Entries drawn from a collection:
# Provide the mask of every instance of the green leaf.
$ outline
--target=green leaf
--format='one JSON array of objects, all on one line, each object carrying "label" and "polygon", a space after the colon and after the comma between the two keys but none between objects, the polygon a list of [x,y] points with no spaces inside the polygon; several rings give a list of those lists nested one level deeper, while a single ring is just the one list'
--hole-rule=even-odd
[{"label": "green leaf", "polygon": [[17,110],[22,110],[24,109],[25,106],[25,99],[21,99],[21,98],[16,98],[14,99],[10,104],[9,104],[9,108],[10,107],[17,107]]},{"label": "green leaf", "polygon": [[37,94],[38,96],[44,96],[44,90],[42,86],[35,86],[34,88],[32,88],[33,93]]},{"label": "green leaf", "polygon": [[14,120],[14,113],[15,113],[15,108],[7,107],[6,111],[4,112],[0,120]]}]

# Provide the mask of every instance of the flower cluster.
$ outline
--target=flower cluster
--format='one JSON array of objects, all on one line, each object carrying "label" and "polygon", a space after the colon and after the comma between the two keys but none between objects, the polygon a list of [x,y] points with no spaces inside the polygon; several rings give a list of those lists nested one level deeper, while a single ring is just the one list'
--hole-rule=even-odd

§ **AIM**
Render the entries above as a JSON array of strings, with each line as its own string and blank lines omitted.

§ **EXERCISE ANSWER**
[
  "# Provide the mask of every instance of the green leaf.",
  "$ outline",
  "--target=green leaf",
  "--format='one JSON array of objects, all on one line, each object carrying \"label\" and \"polygon\", a space after the colon and after the comma between the two keys but none between objects, the polygon a list of [x,y] points with no spaces inside the polygon; several rings give a list of those lists nested one level deeper, while a single ring is just the one list'",
  "--hole-rule=even-odd",
  "[{\"label\": \"green leaf\", \"polygon\": [[17,110],[22,110],[24,109],[25,106],[25,99],[21,99],[21,98],[16,98],[14,99],[10,104],[9,104],[9,108],[10,107],[17,107]]},{\"label\": \"green leaf\", \"polygon\": [[37,94],[38,96],[44,96],[44,90],[42,86],[35,86],[34,88],[32,88],[33,93]]},{\"label\": \"green leaf\", \"polygon\": [[14,120],[14,113],[15,113],[15,108],[7,107],[6,111],[4,112],[0,120]]}]",
  "# Provide the mask of every instance of the flower cluster.",
  "$ outline",
  "--target=flower cluster",
  "--format='one JSON array of objects, all on one line, each object carrying \"label\" and \"polygon\", a space after the colon and after the comma between the two keys but none between objects, the polygon a list of [x,y] points with no spaces inside the polygon; several rings give a list of those lists nested one level deeper, while a single ring is just the one list'",
  "--hole-rule=even-odd"
]